▸ **GOALS**
(A) According to the passage on computing education, what did Becta's home access scheme provide before 2010?
(B) Continue the passage on computing education from the point where it ends.

▸ **TEXT TO READ**
'''

The National Centre for Computing Education has developed an ‘I Belong’ project, addressing how computing can be better promoted to girls in Key Stage 3, which seems crucial to see impact on subsequent GCSE choices.

Before 2010, Becta developed a home access scheme, providing free computers and internet access to pupils entitled to free school meals. This was a great success, but it was stopped when the incoming government closed Becta. However, there’s nothing to stop schools using some of the Pupil Premium funding now available to provide laptops and internet access to pupils who don’t have these, as items ‘necessary to overcome specific barriers to pupil attainment’. If we’re serious about addressing the socioeconomic divide in computing education, and education more generally, it’s hard to think of something that would have a better return on a relatively modest investment.

'''

▸ **DATA EXCERPTS**
'''

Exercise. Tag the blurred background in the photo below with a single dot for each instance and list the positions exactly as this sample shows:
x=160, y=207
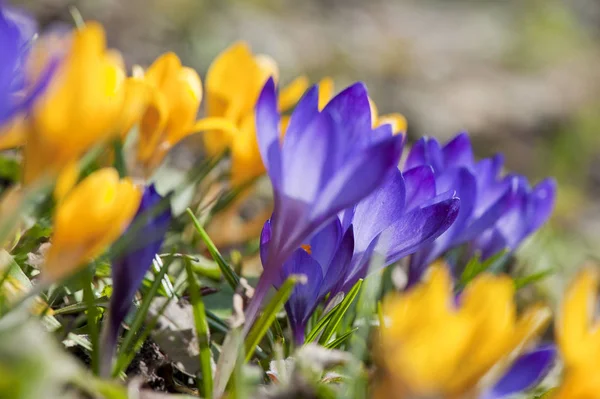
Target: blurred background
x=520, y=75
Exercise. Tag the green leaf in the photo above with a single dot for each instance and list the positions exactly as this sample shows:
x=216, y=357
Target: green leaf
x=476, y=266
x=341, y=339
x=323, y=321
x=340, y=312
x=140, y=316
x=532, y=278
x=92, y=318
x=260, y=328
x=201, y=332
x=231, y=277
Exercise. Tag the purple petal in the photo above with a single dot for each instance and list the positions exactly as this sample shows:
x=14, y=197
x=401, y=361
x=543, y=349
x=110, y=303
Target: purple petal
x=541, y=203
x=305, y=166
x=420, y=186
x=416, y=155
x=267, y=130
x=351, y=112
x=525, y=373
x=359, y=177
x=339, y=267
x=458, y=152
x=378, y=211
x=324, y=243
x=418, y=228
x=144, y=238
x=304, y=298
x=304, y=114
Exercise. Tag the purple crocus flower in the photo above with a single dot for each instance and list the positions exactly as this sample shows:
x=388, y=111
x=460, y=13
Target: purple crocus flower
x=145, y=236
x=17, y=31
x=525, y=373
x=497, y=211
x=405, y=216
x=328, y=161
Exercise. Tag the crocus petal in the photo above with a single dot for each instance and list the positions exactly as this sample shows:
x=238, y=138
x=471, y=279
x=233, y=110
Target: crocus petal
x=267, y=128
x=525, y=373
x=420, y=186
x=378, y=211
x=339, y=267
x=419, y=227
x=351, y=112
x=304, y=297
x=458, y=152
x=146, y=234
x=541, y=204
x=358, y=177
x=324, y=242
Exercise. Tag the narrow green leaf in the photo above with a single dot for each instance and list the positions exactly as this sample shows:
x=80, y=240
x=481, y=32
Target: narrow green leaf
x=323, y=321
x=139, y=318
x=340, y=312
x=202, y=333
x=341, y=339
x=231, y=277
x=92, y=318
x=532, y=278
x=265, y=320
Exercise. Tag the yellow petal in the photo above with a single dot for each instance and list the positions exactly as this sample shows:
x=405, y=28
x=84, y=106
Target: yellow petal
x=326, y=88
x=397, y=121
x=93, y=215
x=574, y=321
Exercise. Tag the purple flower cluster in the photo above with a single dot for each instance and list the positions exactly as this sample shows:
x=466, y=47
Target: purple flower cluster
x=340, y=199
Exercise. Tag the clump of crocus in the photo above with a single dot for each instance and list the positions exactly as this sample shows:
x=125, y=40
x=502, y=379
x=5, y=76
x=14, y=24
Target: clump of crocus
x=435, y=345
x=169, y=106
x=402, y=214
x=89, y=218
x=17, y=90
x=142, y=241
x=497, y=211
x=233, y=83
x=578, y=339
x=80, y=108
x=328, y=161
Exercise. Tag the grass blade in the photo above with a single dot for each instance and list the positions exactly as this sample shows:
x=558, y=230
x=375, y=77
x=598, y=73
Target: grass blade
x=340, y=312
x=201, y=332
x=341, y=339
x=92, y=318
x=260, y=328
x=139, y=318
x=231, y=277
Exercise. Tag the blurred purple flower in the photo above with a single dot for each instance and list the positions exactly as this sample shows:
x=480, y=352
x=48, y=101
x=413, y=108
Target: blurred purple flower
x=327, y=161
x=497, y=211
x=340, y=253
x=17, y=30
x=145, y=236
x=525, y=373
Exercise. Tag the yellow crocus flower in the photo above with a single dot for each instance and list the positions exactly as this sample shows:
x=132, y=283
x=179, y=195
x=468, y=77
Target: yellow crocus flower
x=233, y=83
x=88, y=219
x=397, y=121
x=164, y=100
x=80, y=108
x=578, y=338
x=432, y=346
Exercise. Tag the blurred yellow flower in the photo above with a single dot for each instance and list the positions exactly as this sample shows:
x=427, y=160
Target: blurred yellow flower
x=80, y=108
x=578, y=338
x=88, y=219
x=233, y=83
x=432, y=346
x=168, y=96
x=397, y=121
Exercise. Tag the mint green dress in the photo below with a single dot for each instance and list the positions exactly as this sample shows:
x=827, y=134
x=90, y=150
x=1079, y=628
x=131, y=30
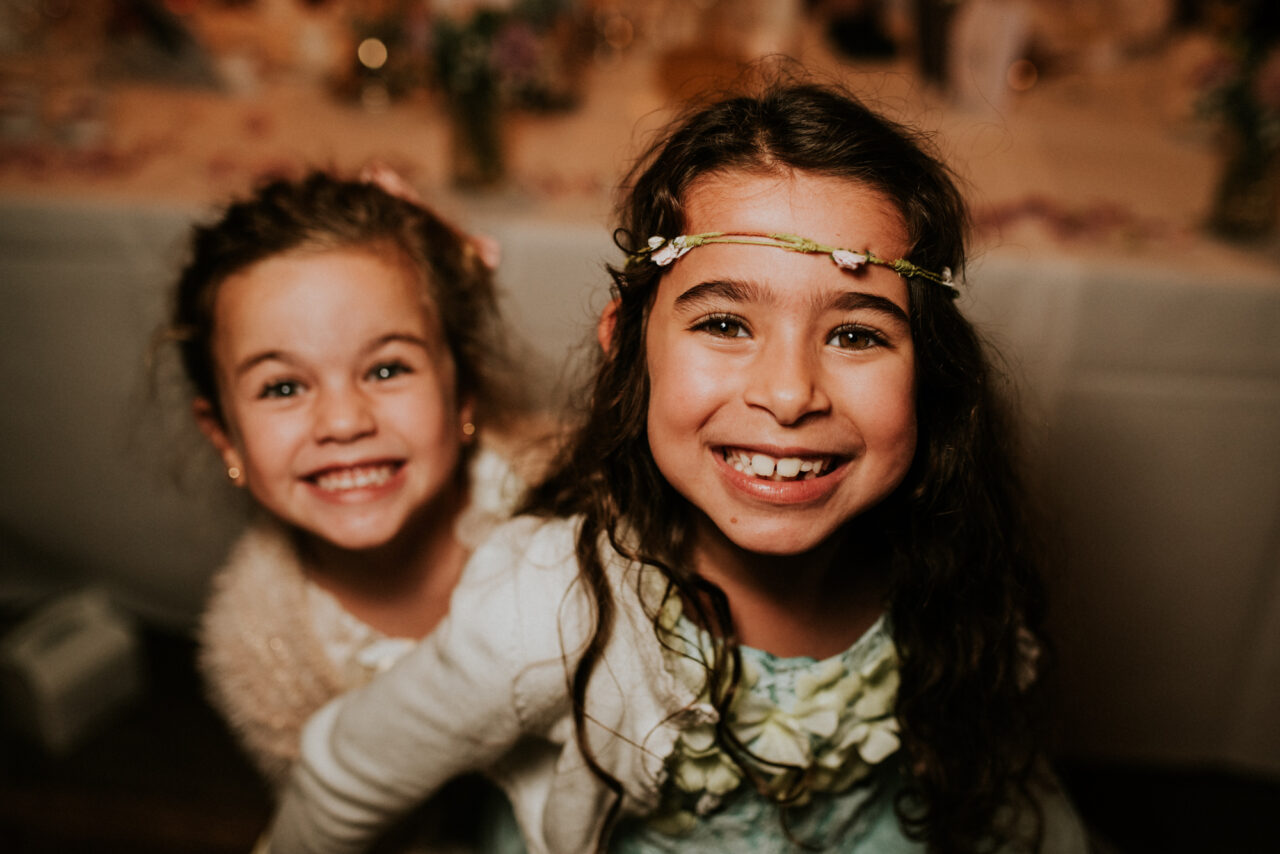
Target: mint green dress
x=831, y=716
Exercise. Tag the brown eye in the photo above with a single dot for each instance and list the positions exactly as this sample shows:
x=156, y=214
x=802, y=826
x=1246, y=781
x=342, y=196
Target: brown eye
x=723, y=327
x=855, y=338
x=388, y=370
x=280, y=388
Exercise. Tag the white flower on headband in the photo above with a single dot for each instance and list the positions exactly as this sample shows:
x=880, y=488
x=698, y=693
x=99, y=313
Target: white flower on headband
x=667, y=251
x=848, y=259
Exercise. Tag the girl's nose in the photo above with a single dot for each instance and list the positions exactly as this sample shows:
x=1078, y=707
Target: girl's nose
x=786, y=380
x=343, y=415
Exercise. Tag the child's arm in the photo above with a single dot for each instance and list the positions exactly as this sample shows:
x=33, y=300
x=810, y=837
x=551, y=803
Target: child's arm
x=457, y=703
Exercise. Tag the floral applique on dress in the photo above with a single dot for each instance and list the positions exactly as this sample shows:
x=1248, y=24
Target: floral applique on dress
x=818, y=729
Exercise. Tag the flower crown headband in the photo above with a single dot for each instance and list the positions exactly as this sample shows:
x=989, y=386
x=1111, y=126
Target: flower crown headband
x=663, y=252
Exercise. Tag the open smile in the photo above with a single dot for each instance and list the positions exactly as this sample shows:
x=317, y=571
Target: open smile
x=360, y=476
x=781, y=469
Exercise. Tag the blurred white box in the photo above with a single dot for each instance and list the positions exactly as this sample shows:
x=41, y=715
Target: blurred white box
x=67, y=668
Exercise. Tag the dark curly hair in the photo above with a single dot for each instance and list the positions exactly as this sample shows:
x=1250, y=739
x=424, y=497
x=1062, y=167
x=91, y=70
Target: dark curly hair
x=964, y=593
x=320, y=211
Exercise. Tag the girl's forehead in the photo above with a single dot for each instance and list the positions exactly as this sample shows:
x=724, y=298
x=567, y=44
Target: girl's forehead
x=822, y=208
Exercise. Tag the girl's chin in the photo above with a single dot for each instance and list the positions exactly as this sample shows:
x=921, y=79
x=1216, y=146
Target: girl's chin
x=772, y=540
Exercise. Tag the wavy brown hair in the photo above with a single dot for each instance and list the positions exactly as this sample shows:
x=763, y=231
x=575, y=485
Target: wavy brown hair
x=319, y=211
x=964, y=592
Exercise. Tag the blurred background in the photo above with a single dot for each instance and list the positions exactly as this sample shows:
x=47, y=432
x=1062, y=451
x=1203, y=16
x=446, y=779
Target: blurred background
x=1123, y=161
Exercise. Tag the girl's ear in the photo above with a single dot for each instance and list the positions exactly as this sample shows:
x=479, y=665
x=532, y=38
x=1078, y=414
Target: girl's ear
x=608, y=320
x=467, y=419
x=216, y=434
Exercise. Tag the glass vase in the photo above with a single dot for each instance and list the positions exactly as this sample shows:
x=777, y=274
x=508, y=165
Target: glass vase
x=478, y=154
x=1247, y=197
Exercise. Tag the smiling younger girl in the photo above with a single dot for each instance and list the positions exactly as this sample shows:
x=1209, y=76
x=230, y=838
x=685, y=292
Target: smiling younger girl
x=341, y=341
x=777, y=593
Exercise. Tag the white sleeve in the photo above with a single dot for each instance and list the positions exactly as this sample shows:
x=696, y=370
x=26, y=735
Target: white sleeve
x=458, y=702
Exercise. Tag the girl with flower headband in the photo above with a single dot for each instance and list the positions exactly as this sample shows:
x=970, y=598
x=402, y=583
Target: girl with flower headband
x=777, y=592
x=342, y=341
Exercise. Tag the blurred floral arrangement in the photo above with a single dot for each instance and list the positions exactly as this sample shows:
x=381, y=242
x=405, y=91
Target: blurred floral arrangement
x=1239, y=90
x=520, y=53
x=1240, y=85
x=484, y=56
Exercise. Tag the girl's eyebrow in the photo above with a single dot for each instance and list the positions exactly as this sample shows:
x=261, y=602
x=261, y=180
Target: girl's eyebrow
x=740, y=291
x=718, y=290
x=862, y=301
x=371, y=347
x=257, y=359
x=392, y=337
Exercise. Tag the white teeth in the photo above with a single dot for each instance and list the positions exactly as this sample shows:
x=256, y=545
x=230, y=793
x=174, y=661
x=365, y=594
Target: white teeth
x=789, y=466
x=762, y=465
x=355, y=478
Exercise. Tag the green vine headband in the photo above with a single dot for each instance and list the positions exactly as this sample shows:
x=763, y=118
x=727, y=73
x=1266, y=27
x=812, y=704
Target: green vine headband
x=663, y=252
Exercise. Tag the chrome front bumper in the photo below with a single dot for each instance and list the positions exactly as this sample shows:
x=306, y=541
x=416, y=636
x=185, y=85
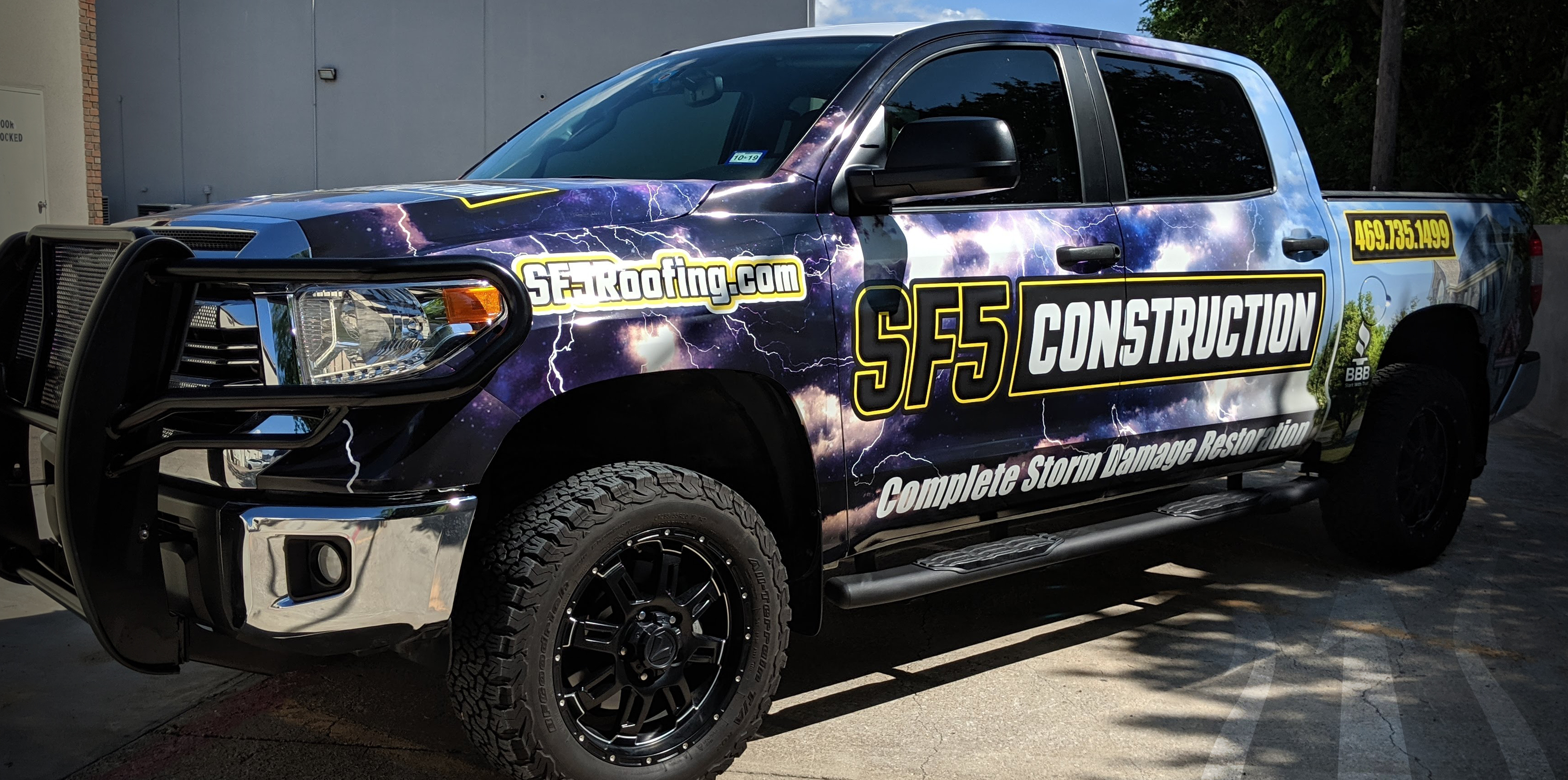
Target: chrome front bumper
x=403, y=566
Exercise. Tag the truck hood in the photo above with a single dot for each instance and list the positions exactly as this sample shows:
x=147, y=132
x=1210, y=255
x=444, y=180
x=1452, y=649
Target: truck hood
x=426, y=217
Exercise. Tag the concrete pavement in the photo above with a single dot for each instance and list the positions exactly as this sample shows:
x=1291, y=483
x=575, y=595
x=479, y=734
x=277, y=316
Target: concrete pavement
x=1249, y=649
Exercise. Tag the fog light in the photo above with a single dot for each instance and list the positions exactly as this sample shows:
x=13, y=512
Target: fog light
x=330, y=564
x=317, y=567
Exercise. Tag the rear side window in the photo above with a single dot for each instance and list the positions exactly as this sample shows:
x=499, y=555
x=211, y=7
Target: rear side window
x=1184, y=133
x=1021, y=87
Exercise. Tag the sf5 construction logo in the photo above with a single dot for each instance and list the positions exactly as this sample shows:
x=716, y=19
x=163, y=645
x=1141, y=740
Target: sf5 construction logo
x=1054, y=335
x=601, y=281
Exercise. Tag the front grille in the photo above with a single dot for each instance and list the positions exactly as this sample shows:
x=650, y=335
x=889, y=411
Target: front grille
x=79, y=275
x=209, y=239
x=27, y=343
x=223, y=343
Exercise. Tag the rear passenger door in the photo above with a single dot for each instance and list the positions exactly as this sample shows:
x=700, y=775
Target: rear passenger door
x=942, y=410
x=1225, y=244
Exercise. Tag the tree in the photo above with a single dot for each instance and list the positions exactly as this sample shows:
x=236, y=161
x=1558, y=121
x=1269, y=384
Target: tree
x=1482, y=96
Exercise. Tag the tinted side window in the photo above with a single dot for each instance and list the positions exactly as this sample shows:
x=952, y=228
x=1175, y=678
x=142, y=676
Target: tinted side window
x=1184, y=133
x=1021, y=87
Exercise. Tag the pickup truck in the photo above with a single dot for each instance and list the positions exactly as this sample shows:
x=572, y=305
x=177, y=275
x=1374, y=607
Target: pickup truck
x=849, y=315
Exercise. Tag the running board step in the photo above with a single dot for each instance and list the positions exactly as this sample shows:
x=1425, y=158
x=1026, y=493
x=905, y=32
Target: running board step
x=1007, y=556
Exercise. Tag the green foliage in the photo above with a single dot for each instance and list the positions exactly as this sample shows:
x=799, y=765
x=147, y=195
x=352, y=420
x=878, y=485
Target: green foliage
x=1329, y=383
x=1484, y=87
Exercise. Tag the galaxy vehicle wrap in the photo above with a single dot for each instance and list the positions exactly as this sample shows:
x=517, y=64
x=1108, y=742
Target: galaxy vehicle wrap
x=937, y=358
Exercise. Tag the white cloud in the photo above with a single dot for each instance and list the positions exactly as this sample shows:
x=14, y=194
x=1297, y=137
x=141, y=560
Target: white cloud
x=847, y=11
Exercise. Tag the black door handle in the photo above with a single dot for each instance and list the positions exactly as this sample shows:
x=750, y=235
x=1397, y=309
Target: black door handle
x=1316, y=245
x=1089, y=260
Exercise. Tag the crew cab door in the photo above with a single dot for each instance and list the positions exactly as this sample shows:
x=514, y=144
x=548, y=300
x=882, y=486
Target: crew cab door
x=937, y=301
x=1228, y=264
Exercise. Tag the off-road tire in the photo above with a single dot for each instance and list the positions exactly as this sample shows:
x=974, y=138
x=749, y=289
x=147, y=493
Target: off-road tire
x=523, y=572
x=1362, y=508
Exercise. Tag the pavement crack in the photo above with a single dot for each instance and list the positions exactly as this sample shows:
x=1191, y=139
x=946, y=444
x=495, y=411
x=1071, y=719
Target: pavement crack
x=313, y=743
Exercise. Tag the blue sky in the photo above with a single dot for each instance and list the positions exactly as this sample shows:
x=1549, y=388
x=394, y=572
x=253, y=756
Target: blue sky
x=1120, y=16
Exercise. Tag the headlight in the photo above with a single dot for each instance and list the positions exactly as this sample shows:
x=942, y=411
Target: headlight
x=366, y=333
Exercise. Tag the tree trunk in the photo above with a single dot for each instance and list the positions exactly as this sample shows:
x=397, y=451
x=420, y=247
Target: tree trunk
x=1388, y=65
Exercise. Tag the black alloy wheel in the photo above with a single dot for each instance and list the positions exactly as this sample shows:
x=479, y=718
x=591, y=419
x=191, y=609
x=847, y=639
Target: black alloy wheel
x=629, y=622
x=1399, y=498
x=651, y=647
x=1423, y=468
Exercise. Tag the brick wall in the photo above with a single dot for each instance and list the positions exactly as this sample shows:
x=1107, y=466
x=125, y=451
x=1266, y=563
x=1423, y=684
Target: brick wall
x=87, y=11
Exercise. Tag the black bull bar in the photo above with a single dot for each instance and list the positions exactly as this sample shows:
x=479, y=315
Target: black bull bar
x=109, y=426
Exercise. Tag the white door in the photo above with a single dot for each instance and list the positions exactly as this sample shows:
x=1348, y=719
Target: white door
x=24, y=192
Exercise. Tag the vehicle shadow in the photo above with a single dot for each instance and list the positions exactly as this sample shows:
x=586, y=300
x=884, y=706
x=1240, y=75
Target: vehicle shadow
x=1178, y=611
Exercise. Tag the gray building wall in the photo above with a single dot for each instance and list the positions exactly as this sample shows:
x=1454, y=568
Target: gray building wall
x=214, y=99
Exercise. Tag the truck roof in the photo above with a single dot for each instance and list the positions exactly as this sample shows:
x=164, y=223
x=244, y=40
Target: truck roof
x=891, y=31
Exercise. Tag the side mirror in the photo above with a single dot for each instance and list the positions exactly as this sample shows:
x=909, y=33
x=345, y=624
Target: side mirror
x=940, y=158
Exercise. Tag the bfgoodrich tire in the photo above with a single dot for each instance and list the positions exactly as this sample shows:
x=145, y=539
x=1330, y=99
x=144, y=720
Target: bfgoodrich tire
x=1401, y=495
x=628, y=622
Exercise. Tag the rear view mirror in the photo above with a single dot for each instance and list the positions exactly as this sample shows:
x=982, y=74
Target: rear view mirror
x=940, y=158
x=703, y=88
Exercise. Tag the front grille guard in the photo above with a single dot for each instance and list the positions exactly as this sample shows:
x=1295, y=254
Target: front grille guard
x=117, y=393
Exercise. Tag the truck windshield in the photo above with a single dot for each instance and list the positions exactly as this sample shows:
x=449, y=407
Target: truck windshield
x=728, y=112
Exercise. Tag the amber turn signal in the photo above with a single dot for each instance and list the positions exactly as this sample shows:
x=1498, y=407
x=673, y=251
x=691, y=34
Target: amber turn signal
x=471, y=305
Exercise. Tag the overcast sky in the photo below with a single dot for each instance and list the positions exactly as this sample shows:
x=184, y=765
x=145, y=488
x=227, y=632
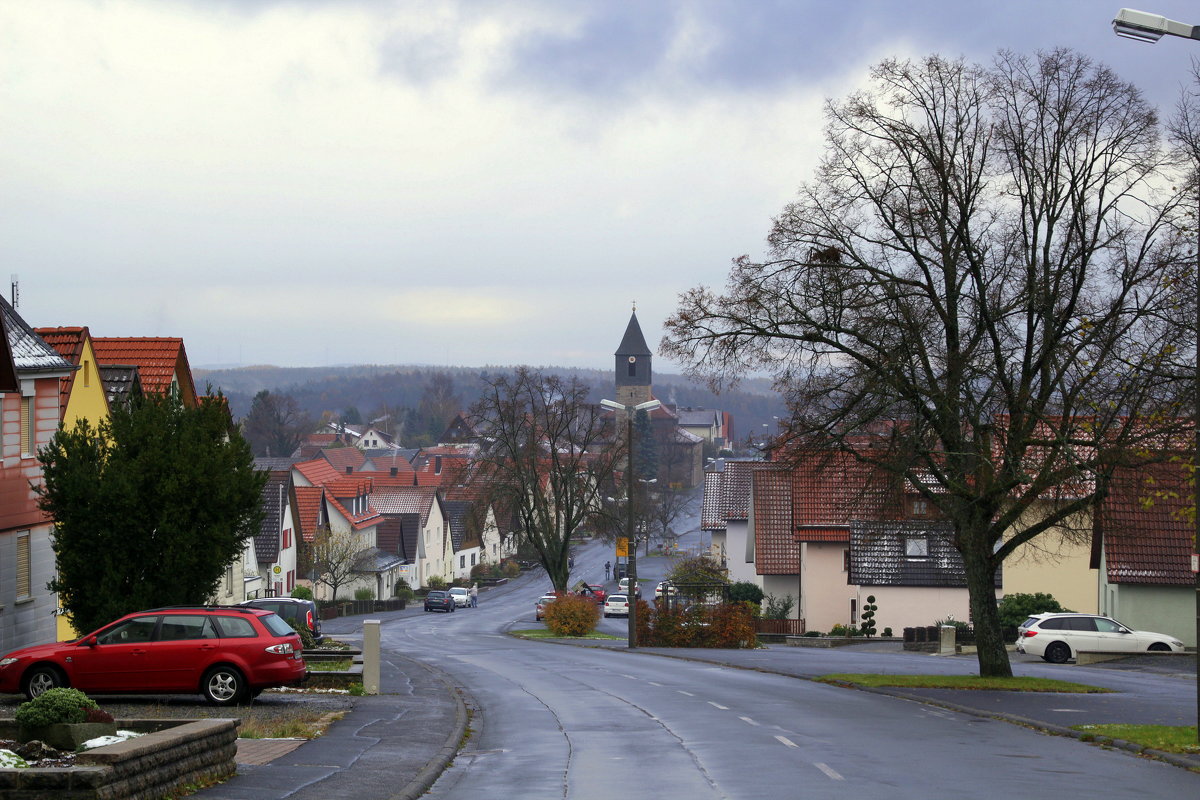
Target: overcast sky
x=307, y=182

'''

▸ **PER-TASK ANSWERS**
(A) Free computers and internet access for pupils entitled to free school meals.

(B)
Culturally responsive teaching might do much to help pupils from under-represented ethnicities see computing as something for them. Again, the Raspberry Pi foundation has done much here, building on work conducted in the US. The approach includes using learners’ own cultural knowledge and experiences to inform what we teach and providing opportunities for learners to pursue personally meaningful projects to express their own identities.

For all of these issues, it is worth exploring the role models and examples. Many pupils in these groups might not be able to see themselves in tech or tech-related roles. Brilliant as Grace Hopper, Ada Lovelace, Mary Jackson and Tommy Flowers were, pupils might not easily be able to see them following in their footsteps. Former pupils and diverse individuals working locally in creative or tech related industries might be much better at inspiring pupils and demonstrating the relevance of computing for all.